**Stated problem**
Restate word for word the lines from the one containing "Locate every instance of the white smoke in" through the end of the listing below, with both ends included.

**Rows**
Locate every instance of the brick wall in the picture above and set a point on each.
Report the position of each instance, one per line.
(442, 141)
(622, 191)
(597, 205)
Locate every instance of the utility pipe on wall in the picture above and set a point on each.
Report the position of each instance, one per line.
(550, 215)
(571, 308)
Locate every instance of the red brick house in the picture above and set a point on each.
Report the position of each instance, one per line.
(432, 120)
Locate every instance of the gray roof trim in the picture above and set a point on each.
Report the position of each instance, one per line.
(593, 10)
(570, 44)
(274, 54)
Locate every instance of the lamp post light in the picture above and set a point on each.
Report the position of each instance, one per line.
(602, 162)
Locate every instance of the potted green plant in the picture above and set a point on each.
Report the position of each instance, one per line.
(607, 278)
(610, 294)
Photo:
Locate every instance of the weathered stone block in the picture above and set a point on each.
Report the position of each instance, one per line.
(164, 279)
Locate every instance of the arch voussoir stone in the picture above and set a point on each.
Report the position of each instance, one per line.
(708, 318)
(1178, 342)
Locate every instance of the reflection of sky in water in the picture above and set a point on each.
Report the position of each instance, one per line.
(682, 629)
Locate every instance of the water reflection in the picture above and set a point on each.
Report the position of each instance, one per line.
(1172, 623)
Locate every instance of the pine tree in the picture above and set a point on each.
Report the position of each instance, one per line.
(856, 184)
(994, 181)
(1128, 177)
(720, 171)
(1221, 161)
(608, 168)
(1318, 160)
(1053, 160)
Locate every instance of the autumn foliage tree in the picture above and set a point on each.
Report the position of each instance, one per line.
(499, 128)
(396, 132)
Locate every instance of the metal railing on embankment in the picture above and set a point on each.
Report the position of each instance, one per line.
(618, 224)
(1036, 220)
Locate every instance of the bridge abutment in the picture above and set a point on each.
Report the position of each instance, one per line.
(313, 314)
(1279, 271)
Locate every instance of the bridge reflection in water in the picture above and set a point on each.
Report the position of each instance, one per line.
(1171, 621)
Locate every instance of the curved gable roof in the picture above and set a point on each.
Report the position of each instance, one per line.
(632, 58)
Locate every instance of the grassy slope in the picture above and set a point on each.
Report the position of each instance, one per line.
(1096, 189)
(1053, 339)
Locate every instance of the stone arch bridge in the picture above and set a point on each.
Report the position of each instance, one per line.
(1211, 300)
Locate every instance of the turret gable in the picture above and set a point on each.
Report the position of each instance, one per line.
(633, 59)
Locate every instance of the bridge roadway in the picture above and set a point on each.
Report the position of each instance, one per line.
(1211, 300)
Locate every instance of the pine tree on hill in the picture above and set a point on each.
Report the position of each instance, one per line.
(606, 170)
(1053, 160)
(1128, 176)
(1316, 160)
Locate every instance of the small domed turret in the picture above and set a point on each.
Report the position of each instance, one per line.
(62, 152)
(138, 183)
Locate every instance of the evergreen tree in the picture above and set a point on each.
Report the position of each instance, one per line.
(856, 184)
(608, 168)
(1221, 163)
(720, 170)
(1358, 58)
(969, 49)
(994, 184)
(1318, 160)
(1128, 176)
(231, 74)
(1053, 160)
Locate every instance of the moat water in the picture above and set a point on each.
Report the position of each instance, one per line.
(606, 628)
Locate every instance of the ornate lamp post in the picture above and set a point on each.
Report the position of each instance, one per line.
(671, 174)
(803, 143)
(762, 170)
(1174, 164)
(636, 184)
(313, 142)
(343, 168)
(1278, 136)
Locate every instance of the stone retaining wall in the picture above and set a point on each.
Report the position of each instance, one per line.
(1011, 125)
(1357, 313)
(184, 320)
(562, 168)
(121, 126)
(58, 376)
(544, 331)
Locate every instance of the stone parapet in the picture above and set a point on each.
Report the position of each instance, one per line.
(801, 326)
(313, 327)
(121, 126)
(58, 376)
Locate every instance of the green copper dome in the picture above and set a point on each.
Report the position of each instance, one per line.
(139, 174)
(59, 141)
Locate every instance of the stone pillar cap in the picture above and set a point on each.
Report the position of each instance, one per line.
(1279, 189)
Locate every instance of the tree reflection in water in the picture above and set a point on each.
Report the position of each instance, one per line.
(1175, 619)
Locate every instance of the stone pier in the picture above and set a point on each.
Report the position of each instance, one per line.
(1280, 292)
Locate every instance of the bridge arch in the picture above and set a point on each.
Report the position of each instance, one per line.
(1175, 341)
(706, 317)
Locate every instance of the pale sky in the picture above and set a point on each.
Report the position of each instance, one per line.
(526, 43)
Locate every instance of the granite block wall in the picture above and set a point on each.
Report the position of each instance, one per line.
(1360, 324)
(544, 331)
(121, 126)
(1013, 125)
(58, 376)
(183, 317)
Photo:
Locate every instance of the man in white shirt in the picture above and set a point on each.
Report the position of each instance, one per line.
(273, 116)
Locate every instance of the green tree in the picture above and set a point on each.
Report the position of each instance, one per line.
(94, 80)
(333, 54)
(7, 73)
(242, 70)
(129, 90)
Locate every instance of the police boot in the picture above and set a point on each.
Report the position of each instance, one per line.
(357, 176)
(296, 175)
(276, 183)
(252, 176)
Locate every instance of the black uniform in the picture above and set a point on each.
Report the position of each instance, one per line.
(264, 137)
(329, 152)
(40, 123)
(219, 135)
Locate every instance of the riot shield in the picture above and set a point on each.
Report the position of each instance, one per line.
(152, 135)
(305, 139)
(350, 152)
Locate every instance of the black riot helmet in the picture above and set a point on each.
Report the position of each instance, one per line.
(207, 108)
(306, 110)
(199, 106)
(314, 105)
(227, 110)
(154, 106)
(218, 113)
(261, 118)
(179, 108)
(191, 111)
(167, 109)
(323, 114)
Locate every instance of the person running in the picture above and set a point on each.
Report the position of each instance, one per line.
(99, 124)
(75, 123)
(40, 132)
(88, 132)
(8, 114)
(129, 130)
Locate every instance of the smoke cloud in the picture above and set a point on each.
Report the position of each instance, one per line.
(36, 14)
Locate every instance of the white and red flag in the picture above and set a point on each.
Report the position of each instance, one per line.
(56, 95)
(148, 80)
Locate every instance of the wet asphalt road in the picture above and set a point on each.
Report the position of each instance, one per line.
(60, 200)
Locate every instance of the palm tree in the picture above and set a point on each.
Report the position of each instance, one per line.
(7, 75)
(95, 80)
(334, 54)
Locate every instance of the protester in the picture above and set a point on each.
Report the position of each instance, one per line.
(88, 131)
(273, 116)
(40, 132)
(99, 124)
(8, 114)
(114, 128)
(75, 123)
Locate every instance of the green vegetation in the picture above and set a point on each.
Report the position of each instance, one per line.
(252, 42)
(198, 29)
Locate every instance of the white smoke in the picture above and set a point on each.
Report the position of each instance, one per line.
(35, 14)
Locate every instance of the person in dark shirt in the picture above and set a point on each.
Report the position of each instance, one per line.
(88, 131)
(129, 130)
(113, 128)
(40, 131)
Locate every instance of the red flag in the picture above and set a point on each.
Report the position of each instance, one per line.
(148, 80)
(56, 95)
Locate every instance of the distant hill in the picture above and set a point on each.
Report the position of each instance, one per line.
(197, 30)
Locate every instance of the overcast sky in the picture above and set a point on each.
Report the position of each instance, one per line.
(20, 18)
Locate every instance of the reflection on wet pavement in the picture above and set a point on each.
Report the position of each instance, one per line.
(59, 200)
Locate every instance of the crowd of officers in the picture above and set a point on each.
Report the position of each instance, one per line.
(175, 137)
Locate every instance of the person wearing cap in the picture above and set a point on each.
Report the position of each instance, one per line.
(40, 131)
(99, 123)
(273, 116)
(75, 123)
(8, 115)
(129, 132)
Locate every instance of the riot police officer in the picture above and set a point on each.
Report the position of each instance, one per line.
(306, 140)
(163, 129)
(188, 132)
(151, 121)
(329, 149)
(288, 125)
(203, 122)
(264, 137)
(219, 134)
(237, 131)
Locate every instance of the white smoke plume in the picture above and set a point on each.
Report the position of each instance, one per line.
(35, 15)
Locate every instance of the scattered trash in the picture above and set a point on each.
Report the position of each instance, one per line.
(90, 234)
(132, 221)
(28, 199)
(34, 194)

**Finished exercise**
Locate every instance of the white smoke in the picture above and set a point on each.
Report the position of each instance, one per line.
(35, 14)
Locate every instance of the person in dark shirt in the picture above and set a point on each.
Report the position of each instance, one per line.
(88, 131)
(129, 130)
(113, 128)
(40, 131)
Locate every instance of the red flag in the picture above and set a point on each.
Report the position of each instance, one per line.
(148, 80)
(56, 95)
Locate every instance of the distant hill in the picture above and set a point on each.
Report the position of each instance, one per line.
(197, 30)
Locate every instance of the overcast sky in the picture above and set a point on each.
Report the position of each instance, one per line.
(20, 18)
Locate every instance of the reflection on wet pavement in the picture above and set a point on each.
Report the position of each instance, one per line.
(59, 200)
Locate every instance of the crowd of officers in the picture above and set a point on each.
Report the position of each instance, one per line.
(175, 137)
Locate every instance of the person wearing cap in the picture above and set a point on each.
Report the position of each instance, one per line.
(40, 131)
(99, 123)
(273, 116)
(75, 123)
(8, 115)
(129, 132)
Locate every instance of the riot police officer in the picture above and set a point on each.
Report the position of each instance, one per line.
(306, 140)
(163, 129)
(188, 132)
(151, 121)
(329, 149)
(288, 125)
(203, 122)
(264, 137)
(219, 134)
(237, 131)
Locate every instance of the white smoke plume in the picture above and set a point on each.
Report the position of each instance, one per line.
(35, 15)
Locate every instance of the scattered trash in the picture above and set a point on each.
Report the position of each instance, one per line.
(90, 234)
(132, 221)
(28, 199)
(34, 194)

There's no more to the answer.